Stored items from a collection:
------------------------------------------------------------

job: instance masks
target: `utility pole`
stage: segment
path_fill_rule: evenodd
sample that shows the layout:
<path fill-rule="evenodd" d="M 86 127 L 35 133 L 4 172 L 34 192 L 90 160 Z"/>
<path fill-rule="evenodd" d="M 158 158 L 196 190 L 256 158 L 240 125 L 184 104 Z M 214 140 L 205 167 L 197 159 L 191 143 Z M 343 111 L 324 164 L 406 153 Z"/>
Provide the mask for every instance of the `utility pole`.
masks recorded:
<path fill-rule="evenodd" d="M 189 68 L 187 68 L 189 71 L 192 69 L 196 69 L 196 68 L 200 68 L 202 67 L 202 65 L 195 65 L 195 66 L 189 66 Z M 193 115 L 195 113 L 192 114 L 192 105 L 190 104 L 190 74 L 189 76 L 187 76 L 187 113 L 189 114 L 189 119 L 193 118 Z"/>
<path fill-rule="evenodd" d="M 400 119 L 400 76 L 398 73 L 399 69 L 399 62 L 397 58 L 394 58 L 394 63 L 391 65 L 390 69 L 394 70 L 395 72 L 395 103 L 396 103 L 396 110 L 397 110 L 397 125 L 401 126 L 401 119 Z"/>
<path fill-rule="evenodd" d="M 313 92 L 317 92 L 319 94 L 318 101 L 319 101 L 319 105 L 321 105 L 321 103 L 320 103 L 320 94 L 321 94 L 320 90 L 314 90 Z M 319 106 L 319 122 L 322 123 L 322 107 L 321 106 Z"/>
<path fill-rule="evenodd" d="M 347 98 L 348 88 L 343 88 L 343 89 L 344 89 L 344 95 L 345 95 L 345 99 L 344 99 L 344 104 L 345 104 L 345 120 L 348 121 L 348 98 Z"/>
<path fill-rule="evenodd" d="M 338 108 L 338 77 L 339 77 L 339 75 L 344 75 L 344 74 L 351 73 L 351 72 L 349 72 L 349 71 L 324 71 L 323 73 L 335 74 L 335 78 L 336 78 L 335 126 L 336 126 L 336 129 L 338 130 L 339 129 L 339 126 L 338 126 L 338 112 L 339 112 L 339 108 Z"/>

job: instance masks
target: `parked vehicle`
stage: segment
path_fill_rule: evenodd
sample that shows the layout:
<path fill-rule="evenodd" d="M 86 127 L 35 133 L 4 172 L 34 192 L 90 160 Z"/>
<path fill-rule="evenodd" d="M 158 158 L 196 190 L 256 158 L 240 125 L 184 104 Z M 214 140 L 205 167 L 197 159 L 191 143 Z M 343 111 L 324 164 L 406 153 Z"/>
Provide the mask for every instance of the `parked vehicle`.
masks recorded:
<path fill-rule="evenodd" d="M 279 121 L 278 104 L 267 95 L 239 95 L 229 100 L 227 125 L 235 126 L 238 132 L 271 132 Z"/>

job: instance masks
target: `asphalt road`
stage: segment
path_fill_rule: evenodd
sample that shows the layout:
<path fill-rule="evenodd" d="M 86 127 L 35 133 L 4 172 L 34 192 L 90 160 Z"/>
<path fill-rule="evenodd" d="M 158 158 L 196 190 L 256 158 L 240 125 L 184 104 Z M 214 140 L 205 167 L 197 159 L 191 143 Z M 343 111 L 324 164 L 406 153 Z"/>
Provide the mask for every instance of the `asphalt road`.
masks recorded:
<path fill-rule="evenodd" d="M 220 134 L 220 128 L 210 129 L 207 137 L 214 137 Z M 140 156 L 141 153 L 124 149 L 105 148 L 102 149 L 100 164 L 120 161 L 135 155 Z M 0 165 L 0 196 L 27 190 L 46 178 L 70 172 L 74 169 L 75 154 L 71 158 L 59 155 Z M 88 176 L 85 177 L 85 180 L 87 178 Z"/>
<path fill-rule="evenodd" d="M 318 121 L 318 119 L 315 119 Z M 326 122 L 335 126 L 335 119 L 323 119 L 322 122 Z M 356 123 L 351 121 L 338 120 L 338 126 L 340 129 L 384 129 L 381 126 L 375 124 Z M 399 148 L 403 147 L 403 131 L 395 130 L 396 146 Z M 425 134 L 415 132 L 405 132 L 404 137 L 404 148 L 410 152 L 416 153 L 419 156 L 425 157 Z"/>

------------------------------------------------------------

▶ Requirements: Show every line of the material that contains the word "pole", copying each one in full.

▶ Finished task:
target: `utility pole`
Provide the mask for every instance of the `utility pole`.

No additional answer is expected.